(Records from a data collection)
.....

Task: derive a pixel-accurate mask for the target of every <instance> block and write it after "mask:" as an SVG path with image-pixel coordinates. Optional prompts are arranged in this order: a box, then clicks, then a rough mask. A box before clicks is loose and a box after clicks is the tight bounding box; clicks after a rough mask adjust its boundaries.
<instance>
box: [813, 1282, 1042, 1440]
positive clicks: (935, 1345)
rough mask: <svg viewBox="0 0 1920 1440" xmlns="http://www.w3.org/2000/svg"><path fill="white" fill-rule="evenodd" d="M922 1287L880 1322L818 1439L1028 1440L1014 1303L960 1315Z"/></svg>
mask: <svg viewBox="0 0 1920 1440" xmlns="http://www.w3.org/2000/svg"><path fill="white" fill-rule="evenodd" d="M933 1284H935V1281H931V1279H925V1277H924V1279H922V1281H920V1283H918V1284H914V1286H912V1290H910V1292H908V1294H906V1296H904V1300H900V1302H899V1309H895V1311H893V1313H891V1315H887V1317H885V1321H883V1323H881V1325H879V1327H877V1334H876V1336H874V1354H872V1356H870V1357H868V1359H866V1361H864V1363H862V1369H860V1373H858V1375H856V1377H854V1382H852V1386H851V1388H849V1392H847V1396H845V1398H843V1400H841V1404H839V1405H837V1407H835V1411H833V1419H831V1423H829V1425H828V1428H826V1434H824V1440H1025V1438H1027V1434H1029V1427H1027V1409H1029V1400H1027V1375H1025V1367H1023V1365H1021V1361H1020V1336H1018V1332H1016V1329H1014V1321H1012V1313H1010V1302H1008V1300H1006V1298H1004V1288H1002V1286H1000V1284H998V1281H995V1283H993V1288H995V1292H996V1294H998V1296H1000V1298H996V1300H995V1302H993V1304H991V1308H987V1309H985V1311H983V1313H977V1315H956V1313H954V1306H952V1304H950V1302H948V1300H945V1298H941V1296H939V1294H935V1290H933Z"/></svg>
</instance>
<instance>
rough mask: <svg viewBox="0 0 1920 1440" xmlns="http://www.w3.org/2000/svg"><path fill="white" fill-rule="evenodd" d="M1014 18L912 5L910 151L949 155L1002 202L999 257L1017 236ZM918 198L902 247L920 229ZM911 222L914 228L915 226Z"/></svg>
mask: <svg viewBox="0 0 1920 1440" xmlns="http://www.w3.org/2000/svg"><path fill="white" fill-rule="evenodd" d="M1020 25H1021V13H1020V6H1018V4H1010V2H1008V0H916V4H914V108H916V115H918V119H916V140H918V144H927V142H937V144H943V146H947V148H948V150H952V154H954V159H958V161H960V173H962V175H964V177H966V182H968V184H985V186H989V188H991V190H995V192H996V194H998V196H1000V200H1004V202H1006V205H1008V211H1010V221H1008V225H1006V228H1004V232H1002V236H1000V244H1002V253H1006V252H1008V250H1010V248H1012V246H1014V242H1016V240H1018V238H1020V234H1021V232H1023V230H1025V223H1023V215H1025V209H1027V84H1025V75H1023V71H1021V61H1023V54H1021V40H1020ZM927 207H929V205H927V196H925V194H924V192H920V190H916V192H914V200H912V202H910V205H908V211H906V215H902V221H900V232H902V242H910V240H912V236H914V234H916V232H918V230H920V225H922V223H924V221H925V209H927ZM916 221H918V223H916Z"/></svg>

.....

Task description: Check each line of the records above for "instance", and copy those that have it.

Answer box:
Task: derive a pixel-accurate mask for the target of every <instance> block and write it after "mask:" as an SVG path with image-pixel coordinates. Optional prompts are arranged in this order: a box, then clicks, then a rough mask. A box before clicks is loose and a box after clicks is the tight bounding box; clicks after a rough mask adjust its boundaries.
<instance>
</instance>
<instance>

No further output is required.